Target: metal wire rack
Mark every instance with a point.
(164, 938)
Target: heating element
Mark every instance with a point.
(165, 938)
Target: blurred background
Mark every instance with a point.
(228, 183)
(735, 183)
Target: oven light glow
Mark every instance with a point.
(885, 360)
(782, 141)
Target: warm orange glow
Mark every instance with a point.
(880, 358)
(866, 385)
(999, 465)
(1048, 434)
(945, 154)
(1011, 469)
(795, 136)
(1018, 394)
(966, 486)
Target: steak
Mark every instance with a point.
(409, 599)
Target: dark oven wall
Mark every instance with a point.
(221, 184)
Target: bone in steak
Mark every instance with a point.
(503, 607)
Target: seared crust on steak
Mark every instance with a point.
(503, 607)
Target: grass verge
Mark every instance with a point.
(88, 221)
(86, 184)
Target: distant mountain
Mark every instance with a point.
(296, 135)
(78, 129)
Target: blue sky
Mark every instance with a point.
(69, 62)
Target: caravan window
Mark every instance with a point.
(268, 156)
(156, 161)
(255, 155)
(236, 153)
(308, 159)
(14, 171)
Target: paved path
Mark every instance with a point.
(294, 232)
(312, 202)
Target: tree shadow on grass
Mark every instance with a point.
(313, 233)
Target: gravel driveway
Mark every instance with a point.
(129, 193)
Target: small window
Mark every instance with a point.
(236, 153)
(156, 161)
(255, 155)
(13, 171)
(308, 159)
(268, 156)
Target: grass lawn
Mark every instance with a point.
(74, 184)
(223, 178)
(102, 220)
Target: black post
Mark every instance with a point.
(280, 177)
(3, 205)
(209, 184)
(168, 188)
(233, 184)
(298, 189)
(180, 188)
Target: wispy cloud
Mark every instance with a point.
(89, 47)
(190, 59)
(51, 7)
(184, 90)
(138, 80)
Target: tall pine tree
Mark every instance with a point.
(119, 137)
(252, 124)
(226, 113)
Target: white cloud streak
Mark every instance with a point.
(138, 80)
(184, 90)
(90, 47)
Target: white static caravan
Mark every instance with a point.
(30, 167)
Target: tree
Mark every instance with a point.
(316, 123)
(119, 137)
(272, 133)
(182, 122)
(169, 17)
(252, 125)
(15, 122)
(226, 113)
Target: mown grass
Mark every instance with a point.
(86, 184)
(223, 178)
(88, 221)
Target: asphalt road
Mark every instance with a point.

• Exercise aim:
The complete listing is needed again, with each line reproduced exactly.

• Answer to this problem:
Target: metal wire rack
Mark every instance with a point.
(164, 938)
Target: heating element
Mark every instance with a point.
(165, 938)
Target: blurred background
Mark every instance with a point.
(228, 183)
(735, 183)
Target: oven light glow
Mark every instance with a point.
(885, 360)
(782, 141)
Target: warm orange glow
Mark every instance with a point.
(880, 358)
(866, 385)
(999, 465)
(1048, 434)
(945, 154)
(1011, 469)
(795, 136)
(1018, 394)
(966, 486)
Target: steak
Mark every instance with a point.
(409, 599)
Target: dark oven wall
Mark every instance with a point.
(221, 184)
Target: bone in steak
Mark every instance with a point.
(503, 607)
Target: seared crust on steak
Mark every instance with a point.
(503, 607)
Target: grass verge
Mark every instance with a point.
(88, 221)
(86, 184)
Target: distant mountain
Mark every instance with a point.
(296, 135)
(78, 129)
Target: blue sky
Mark every instance with a point.
(69, 62)
Target: caravan window
Mark every instance with a point.
(268, 156)
(156, 161)
(255, 155)
(236, 153)
(308, 159)
(14, 171)
Target: paved path
Mark every instance with a point.
(294, 232)
(312, 202)
Target: tree shadow on grass
Mark every instance with a point.
(313, 233)
Target: gravel driveway
Mark every instance with a point.
(129, 193)
Target: small window
Mark every instance with a point.
(236, 153)
(156, 161)
(255, 155)
(13, 171)
(308, 159)
(268, 156)
Target: grass lawn
Mark every instance with a point.
(74, 184)
(223, 178)
(102, 220)
Target: black post
Mark every instance with a point.
(280, 177)
(3, 205)
(209, 184)
(168, 188)
(233, 184)
(298, 189)
(180, 188)
Target: wispy cloud
Mark every instance with a point.
(89, 47)
(190, 59)
(51, 7)
(184, 90)
(138, 80)
Target: tall pine tree
Mark every instance with a point.
(119, 137)
(252, 124)
(226, 113)
Target: white cloud streak
Mark every instance with a point.
(138, 80)
(184, 90)
(90, 47)
Target: white static caravan
Mark every instance with a point.
(30, 167)
Target: tree
Mark every instance with a point.
(316, 123)
(119, 137)
(272, 133)
(182, 122)
(169, 17)
(252, 125)
(15, 122)
(226, 113)
Target: mown grass
Mark every instance with a point.
(86, 184)
(223, 178)
(88, 221)
Target: asphalt road
Mark every instance with a point.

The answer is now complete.